▶ _Task requirements_
Using the records below, write out the line with "Please indicate the weathered" and each line after it through the final one, exactly, and only those.

▶ _Entries provided_
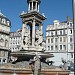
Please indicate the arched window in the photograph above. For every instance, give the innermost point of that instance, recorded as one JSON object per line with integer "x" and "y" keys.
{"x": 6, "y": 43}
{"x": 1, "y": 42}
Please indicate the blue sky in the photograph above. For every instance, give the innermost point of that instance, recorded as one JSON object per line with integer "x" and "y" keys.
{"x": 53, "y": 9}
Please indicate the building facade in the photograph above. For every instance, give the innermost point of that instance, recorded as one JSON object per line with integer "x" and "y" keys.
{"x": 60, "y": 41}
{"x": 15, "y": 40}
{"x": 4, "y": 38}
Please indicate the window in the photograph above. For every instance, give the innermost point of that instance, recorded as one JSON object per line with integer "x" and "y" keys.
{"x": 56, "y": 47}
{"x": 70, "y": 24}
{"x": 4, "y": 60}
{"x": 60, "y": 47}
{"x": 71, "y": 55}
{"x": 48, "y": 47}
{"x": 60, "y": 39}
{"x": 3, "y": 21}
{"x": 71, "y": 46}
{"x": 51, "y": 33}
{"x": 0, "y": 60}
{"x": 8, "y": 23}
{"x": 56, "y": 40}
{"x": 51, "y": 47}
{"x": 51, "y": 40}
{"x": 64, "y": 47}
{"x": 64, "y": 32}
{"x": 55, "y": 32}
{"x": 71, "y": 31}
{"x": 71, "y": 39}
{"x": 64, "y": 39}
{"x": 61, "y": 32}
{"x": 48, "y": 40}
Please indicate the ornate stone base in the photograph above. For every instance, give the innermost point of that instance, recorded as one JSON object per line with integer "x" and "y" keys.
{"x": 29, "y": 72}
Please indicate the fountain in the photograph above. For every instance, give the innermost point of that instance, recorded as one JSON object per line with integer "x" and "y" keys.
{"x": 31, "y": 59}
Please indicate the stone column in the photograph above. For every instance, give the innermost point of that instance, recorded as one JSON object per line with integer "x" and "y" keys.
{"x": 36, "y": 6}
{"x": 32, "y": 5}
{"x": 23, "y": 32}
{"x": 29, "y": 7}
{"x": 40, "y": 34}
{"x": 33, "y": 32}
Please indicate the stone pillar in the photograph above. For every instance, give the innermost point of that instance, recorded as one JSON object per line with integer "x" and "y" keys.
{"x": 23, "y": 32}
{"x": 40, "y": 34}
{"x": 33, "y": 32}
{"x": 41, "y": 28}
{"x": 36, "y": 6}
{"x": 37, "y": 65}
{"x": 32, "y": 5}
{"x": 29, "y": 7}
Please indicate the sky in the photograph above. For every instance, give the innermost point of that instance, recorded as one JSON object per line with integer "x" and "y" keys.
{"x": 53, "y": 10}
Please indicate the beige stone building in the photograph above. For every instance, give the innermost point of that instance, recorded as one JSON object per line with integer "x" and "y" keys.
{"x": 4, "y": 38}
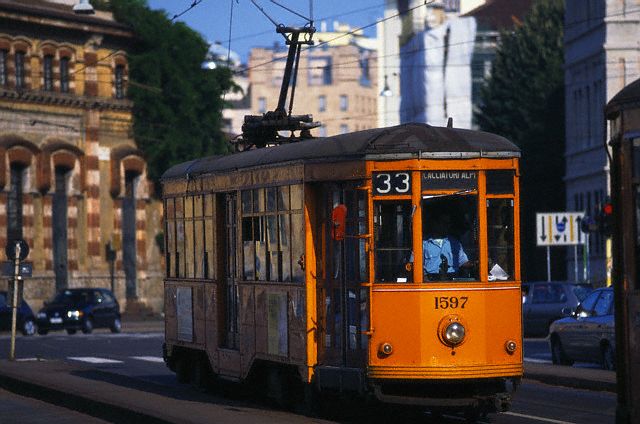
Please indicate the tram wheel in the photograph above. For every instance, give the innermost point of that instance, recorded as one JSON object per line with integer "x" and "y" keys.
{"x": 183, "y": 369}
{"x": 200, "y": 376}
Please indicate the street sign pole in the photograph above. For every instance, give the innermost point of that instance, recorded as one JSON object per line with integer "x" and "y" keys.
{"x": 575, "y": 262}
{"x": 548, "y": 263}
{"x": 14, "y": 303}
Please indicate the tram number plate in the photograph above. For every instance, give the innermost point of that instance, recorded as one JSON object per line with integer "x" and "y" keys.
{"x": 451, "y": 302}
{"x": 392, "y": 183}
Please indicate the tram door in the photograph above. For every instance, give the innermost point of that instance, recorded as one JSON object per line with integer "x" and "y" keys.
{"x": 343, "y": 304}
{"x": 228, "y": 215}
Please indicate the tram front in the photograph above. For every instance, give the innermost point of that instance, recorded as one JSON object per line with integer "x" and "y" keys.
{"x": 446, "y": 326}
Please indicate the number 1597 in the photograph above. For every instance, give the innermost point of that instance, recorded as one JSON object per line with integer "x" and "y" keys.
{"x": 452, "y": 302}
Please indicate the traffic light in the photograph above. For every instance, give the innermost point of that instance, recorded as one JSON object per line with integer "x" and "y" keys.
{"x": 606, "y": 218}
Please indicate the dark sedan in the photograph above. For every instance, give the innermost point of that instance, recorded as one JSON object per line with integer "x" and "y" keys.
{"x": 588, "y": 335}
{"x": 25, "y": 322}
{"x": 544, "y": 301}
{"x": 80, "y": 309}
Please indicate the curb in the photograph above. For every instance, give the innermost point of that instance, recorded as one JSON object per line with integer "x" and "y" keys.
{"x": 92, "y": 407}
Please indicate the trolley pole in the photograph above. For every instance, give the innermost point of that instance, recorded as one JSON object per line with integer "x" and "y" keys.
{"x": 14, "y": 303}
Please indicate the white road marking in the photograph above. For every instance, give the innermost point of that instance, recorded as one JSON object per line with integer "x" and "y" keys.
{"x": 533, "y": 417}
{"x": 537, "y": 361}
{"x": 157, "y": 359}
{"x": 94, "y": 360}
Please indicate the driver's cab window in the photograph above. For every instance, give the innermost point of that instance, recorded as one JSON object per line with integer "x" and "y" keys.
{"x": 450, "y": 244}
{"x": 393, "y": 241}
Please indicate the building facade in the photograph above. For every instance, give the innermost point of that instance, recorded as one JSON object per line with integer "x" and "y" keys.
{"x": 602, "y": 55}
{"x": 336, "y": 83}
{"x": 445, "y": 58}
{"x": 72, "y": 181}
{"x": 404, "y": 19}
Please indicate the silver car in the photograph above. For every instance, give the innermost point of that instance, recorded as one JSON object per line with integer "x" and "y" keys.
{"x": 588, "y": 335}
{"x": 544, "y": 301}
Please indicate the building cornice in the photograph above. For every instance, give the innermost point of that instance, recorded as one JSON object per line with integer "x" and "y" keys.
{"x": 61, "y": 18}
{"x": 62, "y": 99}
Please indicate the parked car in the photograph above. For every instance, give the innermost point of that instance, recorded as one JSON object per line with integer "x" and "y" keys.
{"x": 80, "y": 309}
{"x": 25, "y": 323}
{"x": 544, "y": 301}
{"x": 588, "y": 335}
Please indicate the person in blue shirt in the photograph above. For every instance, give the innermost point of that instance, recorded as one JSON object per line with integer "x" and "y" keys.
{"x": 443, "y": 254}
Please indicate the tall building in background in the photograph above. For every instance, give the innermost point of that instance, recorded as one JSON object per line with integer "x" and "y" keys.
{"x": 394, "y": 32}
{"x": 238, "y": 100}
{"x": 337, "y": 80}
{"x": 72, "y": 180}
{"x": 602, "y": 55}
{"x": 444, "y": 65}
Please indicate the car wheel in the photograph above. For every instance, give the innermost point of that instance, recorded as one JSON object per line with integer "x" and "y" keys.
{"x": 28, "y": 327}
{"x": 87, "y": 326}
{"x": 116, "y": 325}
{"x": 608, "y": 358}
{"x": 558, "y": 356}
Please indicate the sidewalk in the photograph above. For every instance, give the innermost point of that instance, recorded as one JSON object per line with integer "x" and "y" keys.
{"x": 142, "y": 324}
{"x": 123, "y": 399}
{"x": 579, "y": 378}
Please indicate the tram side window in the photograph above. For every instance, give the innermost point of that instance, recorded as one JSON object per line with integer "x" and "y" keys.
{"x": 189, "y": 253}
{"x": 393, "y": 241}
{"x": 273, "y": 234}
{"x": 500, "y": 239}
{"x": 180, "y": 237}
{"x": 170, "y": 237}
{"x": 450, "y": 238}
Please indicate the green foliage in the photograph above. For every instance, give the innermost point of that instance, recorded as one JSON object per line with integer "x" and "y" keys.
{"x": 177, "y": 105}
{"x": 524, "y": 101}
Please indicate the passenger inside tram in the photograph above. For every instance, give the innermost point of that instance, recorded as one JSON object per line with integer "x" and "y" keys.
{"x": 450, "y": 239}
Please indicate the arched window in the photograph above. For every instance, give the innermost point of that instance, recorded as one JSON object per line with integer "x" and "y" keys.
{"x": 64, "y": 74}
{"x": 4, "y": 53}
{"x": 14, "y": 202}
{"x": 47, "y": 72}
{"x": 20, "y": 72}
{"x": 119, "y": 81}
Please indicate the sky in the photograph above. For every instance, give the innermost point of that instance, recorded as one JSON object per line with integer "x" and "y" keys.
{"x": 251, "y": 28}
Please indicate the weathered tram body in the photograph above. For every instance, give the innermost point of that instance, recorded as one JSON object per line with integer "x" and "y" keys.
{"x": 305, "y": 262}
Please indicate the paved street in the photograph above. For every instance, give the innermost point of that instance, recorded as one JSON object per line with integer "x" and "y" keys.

▶ _Task solution_
Please indicate the weathered tram body in the photograph above. For every instance, give the innermost point of that instance, recorded as one JSON object per line with integer "x" and "y" keys.
{"x": 305, "y": 262}
Please indicate the paved street in the photograph above. For every instance, give the innermost point of that instance, recorded as one JSON object per line with integer "x" and "y" keys.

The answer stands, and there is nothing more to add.